> [The task]: The records below are to be repeated in full, exactly as they are.

> [Data for this task]:
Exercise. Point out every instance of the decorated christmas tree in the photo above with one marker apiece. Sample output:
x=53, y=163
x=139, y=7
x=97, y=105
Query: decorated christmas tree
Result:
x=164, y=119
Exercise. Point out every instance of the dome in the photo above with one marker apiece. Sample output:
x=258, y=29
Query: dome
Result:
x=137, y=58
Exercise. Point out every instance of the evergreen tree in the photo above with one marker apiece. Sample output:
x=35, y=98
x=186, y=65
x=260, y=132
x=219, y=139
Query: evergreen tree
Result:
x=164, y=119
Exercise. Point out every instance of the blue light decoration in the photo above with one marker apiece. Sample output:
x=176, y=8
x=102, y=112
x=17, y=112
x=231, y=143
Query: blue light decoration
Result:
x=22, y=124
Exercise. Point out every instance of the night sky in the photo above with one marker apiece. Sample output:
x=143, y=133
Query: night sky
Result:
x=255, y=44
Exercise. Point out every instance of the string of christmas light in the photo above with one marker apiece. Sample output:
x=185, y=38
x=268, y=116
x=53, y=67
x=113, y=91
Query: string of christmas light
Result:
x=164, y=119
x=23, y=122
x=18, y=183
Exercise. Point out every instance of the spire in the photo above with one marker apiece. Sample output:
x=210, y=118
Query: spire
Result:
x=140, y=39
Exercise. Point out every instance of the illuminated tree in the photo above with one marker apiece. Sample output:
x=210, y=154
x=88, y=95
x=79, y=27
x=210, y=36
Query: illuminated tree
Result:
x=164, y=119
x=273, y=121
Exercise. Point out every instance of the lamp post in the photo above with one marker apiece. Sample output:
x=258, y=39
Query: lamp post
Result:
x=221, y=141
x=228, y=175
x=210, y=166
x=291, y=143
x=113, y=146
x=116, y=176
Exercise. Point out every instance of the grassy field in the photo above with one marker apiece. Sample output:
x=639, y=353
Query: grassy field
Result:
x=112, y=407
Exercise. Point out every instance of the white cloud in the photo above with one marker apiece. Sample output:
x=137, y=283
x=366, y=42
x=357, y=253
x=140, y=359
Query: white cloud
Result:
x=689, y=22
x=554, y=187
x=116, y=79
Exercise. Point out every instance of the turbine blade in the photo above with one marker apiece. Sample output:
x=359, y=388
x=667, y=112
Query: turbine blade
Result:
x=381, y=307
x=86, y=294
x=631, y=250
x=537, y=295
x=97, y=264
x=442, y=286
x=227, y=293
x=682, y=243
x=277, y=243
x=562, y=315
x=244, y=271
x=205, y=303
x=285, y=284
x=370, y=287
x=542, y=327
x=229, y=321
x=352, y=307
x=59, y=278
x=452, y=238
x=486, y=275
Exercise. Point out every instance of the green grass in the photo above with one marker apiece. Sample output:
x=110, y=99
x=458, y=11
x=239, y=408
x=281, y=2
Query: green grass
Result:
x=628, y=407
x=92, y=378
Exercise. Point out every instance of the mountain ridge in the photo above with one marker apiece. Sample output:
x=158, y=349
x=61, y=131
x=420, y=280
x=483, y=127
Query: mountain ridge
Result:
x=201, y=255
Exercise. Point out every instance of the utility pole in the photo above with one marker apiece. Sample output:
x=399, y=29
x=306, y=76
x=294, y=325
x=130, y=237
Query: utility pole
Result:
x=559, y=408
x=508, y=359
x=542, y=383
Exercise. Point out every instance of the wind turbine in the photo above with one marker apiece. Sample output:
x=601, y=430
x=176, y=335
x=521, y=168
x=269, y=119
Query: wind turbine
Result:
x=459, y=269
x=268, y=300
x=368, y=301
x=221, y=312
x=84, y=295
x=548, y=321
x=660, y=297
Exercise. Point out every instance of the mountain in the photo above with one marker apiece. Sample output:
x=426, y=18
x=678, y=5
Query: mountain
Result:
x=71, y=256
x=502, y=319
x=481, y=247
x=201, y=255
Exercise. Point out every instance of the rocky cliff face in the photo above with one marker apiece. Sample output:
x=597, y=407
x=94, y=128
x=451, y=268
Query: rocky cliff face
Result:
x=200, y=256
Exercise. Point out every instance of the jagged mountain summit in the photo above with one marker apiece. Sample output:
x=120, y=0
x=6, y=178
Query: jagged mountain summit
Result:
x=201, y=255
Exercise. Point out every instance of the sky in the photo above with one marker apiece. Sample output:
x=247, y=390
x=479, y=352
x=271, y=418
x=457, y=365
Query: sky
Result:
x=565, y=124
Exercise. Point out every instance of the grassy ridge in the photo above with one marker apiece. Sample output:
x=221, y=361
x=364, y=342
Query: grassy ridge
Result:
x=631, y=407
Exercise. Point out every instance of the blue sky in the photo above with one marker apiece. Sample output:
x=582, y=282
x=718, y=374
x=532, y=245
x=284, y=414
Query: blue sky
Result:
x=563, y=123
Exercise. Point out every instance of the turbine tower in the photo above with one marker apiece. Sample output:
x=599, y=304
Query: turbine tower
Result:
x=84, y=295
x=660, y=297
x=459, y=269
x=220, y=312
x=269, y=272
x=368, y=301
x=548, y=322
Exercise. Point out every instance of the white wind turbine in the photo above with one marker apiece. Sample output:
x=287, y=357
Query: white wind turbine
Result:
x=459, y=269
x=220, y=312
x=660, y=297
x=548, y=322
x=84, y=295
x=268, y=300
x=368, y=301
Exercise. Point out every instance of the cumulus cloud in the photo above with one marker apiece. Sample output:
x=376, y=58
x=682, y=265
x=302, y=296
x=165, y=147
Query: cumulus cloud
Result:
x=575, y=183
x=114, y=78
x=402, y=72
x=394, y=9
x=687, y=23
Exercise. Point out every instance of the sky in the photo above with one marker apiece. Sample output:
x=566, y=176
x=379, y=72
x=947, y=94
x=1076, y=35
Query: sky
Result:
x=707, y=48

> [Exercise answer]:
Exercise. Point out every instance of the decorated christmas tree in the photo above with one marker apiece. Sample output:
x=53, y=163
x=139, y=7
x=97, y=105
Query: decorated christmas tree
Result:
x=164, y=119
Exercise. Point out every instance of the dome in the photo above with one marker apiece. Sample output:
x=258, y=29
Query: dome
Result:
x=137, y=58
Exercise. Point out every instance of the evergreen tree in the photo above with one marker apiece. Sample output:
x=35, y=98
x=186, y=65
x=260, y=132
x=219, y=139
Query: evergreen tree
Result:
x=164, y=119
Exercise. Point out every instance of the blue light decoration in the photo above with one marker apiece. Sample output:
x=176, y=8
x=102, y=112
x=17, y=112
x=231, y=143
Query: blue light decoration
Result:
x=22, y=124
Exercise. Point out every instance of the night sky in the photo above with one marker apiece. Sample output:
x=143, y=133
Query: night sky
Result:
x=255, y=44
Exercise. Point out every instance of the string of christmas light in the photo above with one marker apiece. Sample output:
x=185, y=38
x=268, y=116
x=53, y=67
x=113, y=91
Query: string of christmas light
Result:
x=164, y=119
x=23, y=122
x=18, y=183
Exercise. Point out every instance of the spire in the photo above with one marker apiece. Sample output:
x=210, y=118
Query: spire
Result:
x=140, y=39
Exercise. Point out every instance of the illuminated tree in the photo above with one marker apiece. Sample output:
x=210, y=154
x=88, y=95
x=79, y=27
x=210, y=36
Query: illuminated tree
Result:
x=164, y=119
x=273, y=121
Exercise. Point out every instance of the lamp post in the photo above with one marker apiece. Sample output:
x=258, y=39
Query: lamp post
Result:
x=221, y=141
x=228, y=175
x=210, y=166
x=291, y=143
x=113, y=146
x=116, y=176
Exercise. Point out every instance of the grassy field in the photo above with one marker apiece. Sample output:
x=639, y=353
Query: grassy field
Result:
x=112, y=407
Exercise. Point out every instance of the white cloud in the photo above with one marker apiece. Sample output:
x=137, y=283
x=366, y=42
x=357, y=253
x=140, y=359
Query: white cloud
Result:
x=689, y=22
x=554, y=187
x=116, y=79
Exercise. Point out every instance of the turbine blade in the photo above with one marker apiece. Sample output:
x=359, y=388
x=667, y=112
Query: turbine blade
Result:
x=381, y=307
x=86, y=294
x=631, y=250
x=537, y=295
x=97, y=264
x=442, y=286
x=227, y=293
x=682, y=243
x=277, y=243
x=562, y=315
x=244, y=271
x=205, y=303
x=285, y=284
x=370, y=287
x=542, y=327
x=229, y=321
x=352, y=307
x=59, y=278
x=452, y=238
x=486, y=275
Exercise. Point out every instance of the green grass in the photo above with one marker apiece. Sample output:
x=110, y=99
x=458, y=11
x=239, y=408
x=281, y=2
Query: green grass
Result:
x=628, y=407
x=92, y=378
Exercise. Point out every instance of the mountain ridge in the photo above with one marker apiece. Sample output:
x=158, y=349
x=61, y=131
x=420, y=280
x=483, y=127
Query: mountain ridge
Result:
x=201, y=255
Exercise. Point out every instance of the utility pole in the photo above with one marker apiece. Sample output:
x=399, y=29
x=306, y=76
x=294, y=325
x=130, y=237
Query: utility pole
Result:
x=559, y=408
x=508, y=359
x=542, y=383
Exercise. Point out every instance of the wind turbine in the photo above with one marker apiece. Sample output:
x=601, y=430
x=176, y=335
x=521, y=168
x=269, y=119
Query: wind turbine
Result:
x=459, y=269
x=268, y=300
x=368, y=301
x=221, y=312
x=84, y=295
x=548, y=321
x=660, y=297
Exercise. Point out every instance of the mountain in the photo above with one marker apiece. Sample output:
x=426, y=18
x=678, y=5
Query: mountain
Result:
x=71, y=256
x=502, y=319
x=481, y=247
x=201, y=255
Exercise. Point out every instance of the rocky cliff face in the photo above with one marker apiece. Sample output:
x=597, y=407
x=94, y=128
x=451, y=268
Query: rocky cliff face
Result:
x=200, y=256
Exercise. Point out every instance of the jagged mountain summit in the photo above with one marker apiece. Sample output:
x=120, y=0
x=6, y=178
Query: jagged mountain summit
Result:
x=201, y=255
Exercise. Point out every instance of the sky in the photo above with one marker apiece. Sample output:
x=247, y=390
x=479, y=352
x=271, y=418
x=457, y=365
Query: sky
Result:
x=565, y=124
Exercise. Point out every instance of the grassy ridge in the photo above with one marker apiece. Sample output:
x=221, y=361
x=364, y=342
Query: grassy ridge
Result:
x=631, y=407
Exercise. Point out every instance of the blue sky in the photo above with one marker apiece. Sample output:
x=582, y=282
x=718, y=374
x=532, y=245
x=284, y=414
Query: blue sky
Result:
x=563, y=123
Exercise. Point out every instance of the turbine tower in the photo above with one marker apiece. Sample output:
x=599, y=304
Query: turbine tower
Result:
x=84, y=295
x=660, y=297
x=459, y=269
x=220, y=312
x=269, y=272
x=368, y=301
x=548, y=322
Exercise. Point out every instance of the white wind turbine in the photo above with one marker apiece. Sample output:
x=287, y=357
Query: white wind turbine
Result:
x=459, y=269
x=220, y=312
x=660, y=297
x=548, y=322
x=84, y=295
x=268, y=300
x=368, y=301
Exercise. Point out every instance of the cumulus cloud in the photo above with one marker apiece. Sample output:
x=376, y=58
x=682, y=265
x=302, y=296
x=165, y=147
Query: cumulus cloud
Result:
x=575, y=183
x=114, y=78
x=402, y=72
x=394, y=9
x=687, y=23
Exercise. Point out every instance of the sky in the photo above with one marker apiece. Sample output:
x=566, y=176
x=379, y=72
x=947, y=94
x=1076, y=35
Query: sky
Result:
x=707, y=48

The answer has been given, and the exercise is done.